What the task requires:
Return, character for character, every line from the one containing "Please drop a marker on the highway" through the last line of the entries below, with both ends included.

Supplied material:
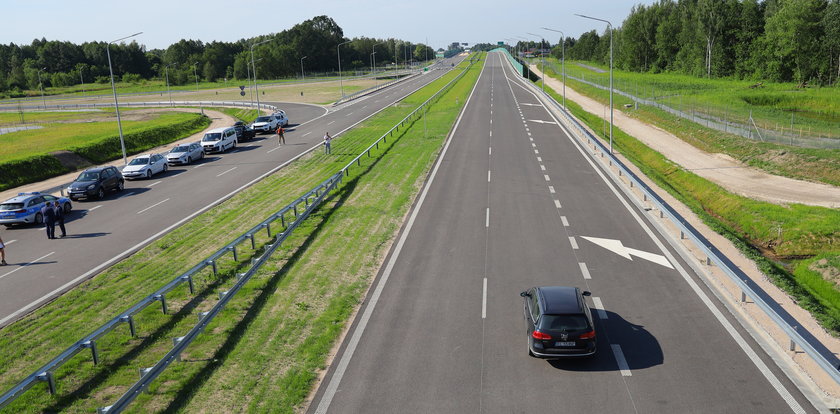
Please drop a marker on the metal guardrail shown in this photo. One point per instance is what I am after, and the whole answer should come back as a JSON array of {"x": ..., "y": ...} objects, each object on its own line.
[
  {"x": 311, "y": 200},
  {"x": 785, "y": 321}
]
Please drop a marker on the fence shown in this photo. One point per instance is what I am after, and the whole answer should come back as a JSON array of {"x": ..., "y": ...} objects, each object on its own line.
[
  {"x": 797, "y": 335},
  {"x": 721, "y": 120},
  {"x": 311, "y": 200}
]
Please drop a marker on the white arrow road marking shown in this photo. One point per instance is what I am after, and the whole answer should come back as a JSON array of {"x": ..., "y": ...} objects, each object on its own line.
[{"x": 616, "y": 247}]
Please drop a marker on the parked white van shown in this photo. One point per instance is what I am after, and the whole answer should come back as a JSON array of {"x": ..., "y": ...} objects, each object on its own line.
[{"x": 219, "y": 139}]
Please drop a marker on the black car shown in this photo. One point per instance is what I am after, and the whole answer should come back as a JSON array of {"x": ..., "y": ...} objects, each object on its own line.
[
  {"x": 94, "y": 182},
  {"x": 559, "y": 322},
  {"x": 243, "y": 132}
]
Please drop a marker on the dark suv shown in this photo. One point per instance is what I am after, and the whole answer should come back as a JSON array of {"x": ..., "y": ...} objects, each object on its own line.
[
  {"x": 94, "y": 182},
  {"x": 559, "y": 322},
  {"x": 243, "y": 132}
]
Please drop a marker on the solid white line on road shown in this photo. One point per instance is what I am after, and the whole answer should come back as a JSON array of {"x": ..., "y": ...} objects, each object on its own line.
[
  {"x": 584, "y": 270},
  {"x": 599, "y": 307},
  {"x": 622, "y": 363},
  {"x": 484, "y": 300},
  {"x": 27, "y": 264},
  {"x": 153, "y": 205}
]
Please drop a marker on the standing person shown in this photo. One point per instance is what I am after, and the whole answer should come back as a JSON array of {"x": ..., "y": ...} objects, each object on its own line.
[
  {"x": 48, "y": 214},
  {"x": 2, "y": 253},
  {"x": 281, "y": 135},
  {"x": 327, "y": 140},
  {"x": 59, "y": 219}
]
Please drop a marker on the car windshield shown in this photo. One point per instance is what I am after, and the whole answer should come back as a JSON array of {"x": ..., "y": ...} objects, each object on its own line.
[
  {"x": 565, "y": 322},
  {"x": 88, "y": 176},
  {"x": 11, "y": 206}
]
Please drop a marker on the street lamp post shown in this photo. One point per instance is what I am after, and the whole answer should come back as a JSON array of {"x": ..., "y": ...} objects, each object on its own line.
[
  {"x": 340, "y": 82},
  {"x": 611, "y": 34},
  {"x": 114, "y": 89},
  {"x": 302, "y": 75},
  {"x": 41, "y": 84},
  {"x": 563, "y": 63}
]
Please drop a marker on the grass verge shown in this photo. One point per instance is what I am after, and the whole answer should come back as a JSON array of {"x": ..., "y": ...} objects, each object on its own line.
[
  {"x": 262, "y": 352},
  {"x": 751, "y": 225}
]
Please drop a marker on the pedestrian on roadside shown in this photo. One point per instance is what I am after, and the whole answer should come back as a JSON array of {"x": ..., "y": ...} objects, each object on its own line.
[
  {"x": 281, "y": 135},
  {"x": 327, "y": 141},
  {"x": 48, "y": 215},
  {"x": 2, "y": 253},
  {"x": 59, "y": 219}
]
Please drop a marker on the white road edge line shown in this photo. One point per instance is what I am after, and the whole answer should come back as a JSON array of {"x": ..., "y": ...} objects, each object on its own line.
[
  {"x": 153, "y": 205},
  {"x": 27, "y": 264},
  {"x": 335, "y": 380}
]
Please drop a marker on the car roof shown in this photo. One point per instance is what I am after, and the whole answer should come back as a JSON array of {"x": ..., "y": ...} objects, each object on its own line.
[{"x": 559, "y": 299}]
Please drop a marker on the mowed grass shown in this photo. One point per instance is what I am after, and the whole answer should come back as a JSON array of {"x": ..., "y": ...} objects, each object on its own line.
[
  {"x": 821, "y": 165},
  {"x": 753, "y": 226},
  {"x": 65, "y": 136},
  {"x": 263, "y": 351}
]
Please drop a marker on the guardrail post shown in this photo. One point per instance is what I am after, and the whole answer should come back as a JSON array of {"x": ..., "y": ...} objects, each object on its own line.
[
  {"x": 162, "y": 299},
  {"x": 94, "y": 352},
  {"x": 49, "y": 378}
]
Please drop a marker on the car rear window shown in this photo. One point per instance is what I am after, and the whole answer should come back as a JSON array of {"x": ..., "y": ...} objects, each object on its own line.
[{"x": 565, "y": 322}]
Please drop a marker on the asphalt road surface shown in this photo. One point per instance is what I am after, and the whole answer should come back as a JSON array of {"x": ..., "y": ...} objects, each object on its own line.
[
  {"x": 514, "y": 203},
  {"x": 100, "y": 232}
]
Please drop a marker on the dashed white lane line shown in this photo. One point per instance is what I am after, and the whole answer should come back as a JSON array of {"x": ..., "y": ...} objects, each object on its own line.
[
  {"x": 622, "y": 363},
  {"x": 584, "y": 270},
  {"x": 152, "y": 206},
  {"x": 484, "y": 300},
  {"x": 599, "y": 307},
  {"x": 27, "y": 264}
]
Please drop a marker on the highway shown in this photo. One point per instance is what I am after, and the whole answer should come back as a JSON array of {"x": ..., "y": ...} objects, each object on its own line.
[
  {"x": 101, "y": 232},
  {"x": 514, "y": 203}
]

Output of the task:
Please drop a marker on the highway shown in this photo. One point per instance is what I am after, and the whole answer should come back as a JSON array of {"x": ..., "y": ...} objects, each object on its own line.
[
  {"x": 101, "y": 232},
  {"x": 514, "y": 203}
]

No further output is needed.